**Direction:** Reproduce the lines of the listing from the line with "I bet you can't find the paddle in" to the line with "89 0 236 79", both ends included.

Dataset rows:
-.-.-
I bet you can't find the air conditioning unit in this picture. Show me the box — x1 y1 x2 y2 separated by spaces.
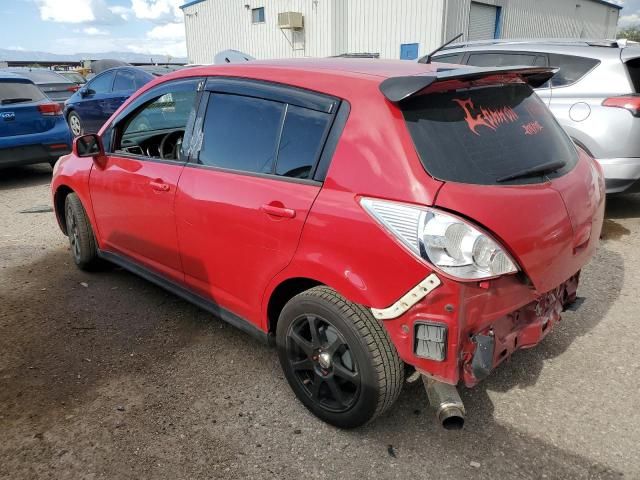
278 12 304 30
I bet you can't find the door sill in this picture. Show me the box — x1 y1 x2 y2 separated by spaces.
98 250 275 346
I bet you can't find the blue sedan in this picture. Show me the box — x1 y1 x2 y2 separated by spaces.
65 67 154 137
0 71 71 167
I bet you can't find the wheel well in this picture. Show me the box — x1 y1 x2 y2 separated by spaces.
53 185 73 235
267 278 322 333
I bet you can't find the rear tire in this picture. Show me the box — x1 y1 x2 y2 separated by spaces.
64 193 99 270
276 286 404 428
67 111 84 137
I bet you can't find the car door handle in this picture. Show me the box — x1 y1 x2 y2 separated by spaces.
149 180 169 192
260 204 296 218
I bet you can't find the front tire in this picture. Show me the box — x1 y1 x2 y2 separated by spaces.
276 286 404 428
64 193 98 270
67 111 84 137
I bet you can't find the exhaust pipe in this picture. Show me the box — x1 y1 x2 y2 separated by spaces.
422 375 466 430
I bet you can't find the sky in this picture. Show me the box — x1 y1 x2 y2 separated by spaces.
0 0 640 57
0 0 187 57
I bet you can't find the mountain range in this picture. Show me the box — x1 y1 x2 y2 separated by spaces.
0 48 187 63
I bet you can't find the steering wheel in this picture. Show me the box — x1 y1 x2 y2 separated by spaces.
158 130 184 160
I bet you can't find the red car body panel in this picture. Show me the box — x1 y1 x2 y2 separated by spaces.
52 59 604 385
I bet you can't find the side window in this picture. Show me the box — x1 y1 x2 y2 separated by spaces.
433 53 464 64
133 71 152 90
198 93 285 173
549 53 600 87
113 70 137 92
275 105 331 178
114 86 197 160
89 72 114 93
467 53 536 67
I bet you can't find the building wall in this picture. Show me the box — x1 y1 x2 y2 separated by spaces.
446 0 619 40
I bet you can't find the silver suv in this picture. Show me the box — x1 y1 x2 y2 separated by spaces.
420 39 640 193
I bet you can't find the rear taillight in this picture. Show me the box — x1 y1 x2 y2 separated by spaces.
602 95 640 117
38 103 62 116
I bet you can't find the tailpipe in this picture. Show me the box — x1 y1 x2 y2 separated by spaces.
422 375 466 430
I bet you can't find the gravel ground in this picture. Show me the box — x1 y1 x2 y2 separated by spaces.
0 166 640 479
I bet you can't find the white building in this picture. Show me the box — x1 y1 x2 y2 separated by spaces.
181 0 621 63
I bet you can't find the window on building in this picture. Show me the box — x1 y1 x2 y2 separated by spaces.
198 94 284 173
549 53 600 87
276 105 331 178
251 7 264 23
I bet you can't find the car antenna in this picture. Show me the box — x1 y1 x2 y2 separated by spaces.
418 33 464 63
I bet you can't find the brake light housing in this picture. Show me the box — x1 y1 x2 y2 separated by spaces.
602 95 640 117
38 103 62 117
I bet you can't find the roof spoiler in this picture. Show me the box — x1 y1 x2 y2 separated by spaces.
380 67 558 103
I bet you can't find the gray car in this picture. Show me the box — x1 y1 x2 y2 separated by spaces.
420 40 640 193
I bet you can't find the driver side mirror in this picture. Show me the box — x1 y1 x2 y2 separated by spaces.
73 133 104 158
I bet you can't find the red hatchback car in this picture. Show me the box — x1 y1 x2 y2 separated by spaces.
52 59 605 428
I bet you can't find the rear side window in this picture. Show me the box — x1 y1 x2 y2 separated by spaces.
0 80 45 105
198 94 285 173
402 84 577 185
89 72 114 93
467 53 537 67
549 53 600 87
627 58 640 93
198 93 332 179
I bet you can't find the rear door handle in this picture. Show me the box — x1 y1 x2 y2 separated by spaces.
149 180 169 192
260 204 296 218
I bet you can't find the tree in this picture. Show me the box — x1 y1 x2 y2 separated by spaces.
618 25 640 42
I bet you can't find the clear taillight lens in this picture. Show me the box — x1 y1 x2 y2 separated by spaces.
360 198 518 280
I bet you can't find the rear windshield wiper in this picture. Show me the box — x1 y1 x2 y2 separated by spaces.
496 160 566 183
2 98 33 105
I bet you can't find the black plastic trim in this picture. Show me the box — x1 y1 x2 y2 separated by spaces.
98 250 275 346
380 66 558 103
204 77 340 113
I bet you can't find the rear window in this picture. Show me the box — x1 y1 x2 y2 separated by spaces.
403 84 577 185
627 58 640 93
0 80 45 105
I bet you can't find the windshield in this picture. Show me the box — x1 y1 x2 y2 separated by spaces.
402 83 577 185
0 80 45 105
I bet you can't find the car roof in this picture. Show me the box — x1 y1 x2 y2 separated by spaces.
434 39 640 60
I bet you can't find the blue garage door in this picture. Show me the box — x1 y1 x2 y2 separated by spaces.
400 43 419 60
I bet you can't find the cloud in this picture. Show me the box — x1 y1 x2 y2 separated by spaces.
35 0 122 24
131 0 185 25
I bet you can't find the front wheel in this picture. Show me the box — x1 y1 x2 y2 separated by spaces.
276 286 404 428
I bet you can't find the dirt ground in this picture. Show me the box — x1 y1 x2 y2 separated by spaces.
0 166 640 479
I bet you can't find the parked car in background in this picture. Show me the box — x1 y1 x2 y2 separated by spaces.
64 67 154 137
5 67 80 106
424 40 640 193
51 58 605 428
0 71 71 167
57 70 87 87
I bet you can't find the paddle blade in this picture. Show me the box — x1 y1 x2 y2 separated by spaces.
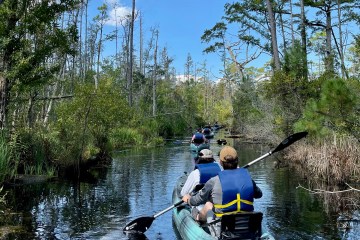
123 217 155 233
272 132 308 153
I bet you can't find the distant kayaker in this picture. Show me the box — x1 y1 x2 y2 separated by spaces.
191 128 207 144
182 146 262 222
180 149 221 196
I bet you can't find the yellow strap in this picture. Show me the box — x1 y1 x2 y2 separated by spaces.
214 193 253 217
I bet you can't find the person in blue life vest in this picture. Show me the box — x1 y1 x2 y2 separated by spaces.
182 146 262 222
191 128 207 144
180 149 221 196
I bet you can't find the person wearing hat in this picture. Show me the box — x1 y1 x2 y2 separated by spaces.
180 149 221 196
182 146 262 222
191 128 207 144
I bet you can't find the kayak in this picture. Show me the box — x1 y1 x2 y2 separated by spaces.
190 143 210 153
204 131 214 139
172 174 275 240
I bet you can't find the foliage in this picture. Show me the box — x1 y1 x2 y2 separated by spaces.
295 78 360 140
265 71 310 135
233 78 263 132
11 127 58 175
54 79 132 166
109 127 144 149
0 132 15 182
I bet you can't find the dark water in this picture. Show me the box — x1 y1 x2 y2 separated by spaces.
1 136 360 240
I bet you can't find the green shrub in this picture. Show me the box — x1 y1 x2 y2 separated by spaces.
110 128 143 149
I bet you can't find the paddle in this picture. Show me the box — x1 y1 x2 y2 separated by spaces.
123 200 183 233
123 132 308 233
243 132 308 168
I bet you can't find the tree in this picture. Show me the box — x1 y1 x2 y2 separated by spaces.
0 0 79 129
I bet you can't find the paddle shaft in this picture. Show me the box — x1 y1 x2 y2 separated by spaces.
243 132 308 168
153 200 184 218
243 151 272 168
124 131 307 233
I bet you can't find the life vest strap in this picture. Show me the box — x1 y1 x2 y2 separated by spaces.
214 193 253 217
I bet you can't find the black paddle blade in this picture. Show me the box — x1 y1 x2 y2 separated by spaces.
123 217 155 233
272 132 308 153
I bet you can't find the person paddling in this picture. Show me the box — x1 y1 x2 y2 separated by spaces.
180 149 221 196
191 128 207 144
182 146 262 222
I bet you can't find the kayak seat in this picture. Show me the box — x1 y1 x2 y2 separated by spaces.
220 212 263 240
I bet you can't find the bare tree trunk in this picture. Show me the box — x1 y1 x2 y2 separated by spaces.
325 6 334 73
290 0 295 46
152 30 159 117
266 0 280 71
334 0 348 78
300 0 308 79
83 0 89 80
0 72 7 129
127 0 135 106
139 13 145 75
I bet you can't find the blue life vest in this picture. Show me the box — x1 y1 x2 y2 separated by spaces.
214 168 254 217
195 162 221 184
204 128 211 134
194 133 204 143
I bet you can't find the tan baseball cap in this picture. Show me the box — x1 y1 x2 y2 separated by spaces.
199 149 213 158
220 146 237 162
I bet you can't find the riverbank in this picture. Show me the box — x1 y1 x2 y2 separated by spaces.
284 137 360 185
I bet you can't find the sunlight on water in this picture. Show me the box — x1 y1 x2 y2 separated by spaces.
2 134 359 240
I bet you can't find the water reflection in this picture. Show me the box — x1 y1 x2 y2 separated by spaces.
2 136 360 240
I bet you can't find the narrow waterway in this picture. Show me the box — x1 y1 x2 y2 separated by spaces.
1 132 360 240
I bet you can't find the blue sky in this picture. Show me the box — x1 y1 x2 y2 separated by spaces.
89 0 236 79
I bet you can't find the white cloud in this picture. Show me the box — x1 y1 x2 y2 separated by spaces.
106 5 131 26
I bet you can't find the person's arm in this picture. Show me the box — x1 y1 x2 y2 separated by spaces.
180 169 200 196
188 178 214 206
252 180 262 198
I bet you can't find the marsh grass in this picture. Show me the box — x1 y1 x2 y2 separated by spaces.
0 132 15 182
285 137 360 184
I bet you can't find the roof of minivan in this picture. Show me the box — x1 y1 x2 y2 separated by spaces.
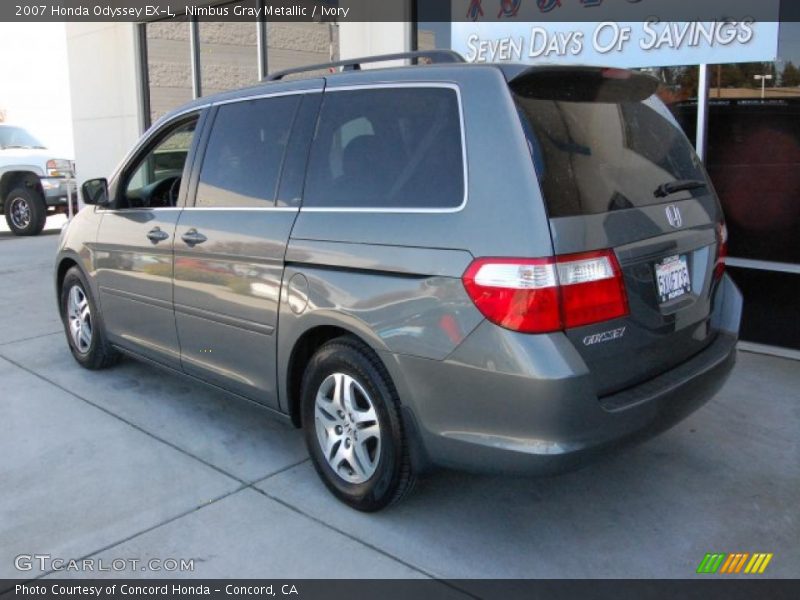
156 62 644 123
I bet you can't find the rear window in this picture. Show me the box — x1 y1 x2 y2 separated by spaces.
512 74 708 217
303 87 464 209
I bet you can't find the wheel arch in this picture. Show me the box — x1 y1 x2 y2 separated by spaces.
283 323 390 428
0 168 43 206
54 251 99 311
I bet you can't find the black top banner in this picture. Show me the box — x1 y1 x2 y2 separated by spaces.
0 0 800 22
0 576 800 600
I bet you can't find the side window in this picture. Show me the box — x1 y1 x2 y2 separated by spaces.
117 118 197 208
303 87 465 208
195 95 300 208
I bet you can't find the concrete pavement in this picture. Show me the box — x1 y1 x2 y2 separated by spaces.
0 214 800 578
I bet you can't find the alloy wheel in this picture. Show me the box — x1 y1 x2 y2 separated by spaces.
314 373 381 484
67 285 92 354
9 196 31 229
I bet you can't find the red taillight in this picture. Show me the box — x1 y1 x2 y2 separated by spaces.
714 222 728 279
463 250 628 333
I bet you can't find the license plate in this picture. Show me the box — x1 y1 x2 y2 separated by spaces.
656 256 692 304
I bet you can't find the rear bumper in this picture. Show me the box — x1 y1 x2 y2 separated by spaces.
-.-.-
**The solution:**
I bet you can't find the paddle in this picture. Show me the box — x1 y1 x2 y2 separated by spaces.
123 200 183 233
123 132 308 233
243 132 308 168
I bet you can't find the tree in this picture. Show me the box — x1 y1 x2 y2 separated by spaces.
0 0 79 129
I bet you can't find the paddle shaft in this picture. Show me the box — x1 y1 x2 y2 separated by spaces.
243 132 308 168
153 200 184 218
243 151 272 168
124 131 307 233
I bet you can't find the life vest strap in this picture. Show me the box — x1 y1 x2 y2 separated by spaces.
214 193 253 217
I bet you can't find the black paddle blade in this picture. Show me the box — x1 y1 x2 y2 separated by spaces.
123 217 155 233
272 132 308 153
I bet you can't find the person paddling in this picture. Show me the box — x1 y1 x2 y2 separated by spaces.
180 149 221 196
191 128 207 144
182 146 262 222
I bet you can't find the kayak seat in this picture. Show me the box — x1 y1 x2 y2 separated by spaces.
220 212 263 240
I bet you can't find the bare tree trunk in this picture. Show me the box — x1 y1 x2 y2 separated by spaces.
325 6 334 73
290 0 295 46
152 30 159 117
266 0 280 71
334 0 348 78
300 0 308 79
83 0 89 80
0 72 7 129
127 0 135 106
139 13 145 75
I bet you can't find the blue life vest in this picture. Show me the box — x1 y1 x2 y2 separated by spaces.
214 168 254 217
195 162 221 184
204 128 211 134
194 133 204 143
I bet you can't find the tan baseball cap in this picture. Show me the box — x1 y1 x2 y2 separated by spaces.
199 149 213 158
220 146 237 162
I bet you can't find the riverbank in this picture. Show me the box — x1 y1 x2 y2 separated by spaces.
284 137 360 185
I bet you can't find the sunlight on water in this picture. Show me the box — x1 y1 x2 y2 separated by spaces.
2 134 359 240
I bet you can't find the water reflection in this picture. Show me the box — x1 y1 x2 y2 separated by spaces.
2 136 360 240
I bet you can't find the narrow waterway in this picture. Show me the box — x1 y1 x2 y2 separated by spaces.
1 132 360 240
I bet you can't find the blue sky in this picture. Show me the box — x1 y1 x2 y2 separated by spaces.
89 0 236 79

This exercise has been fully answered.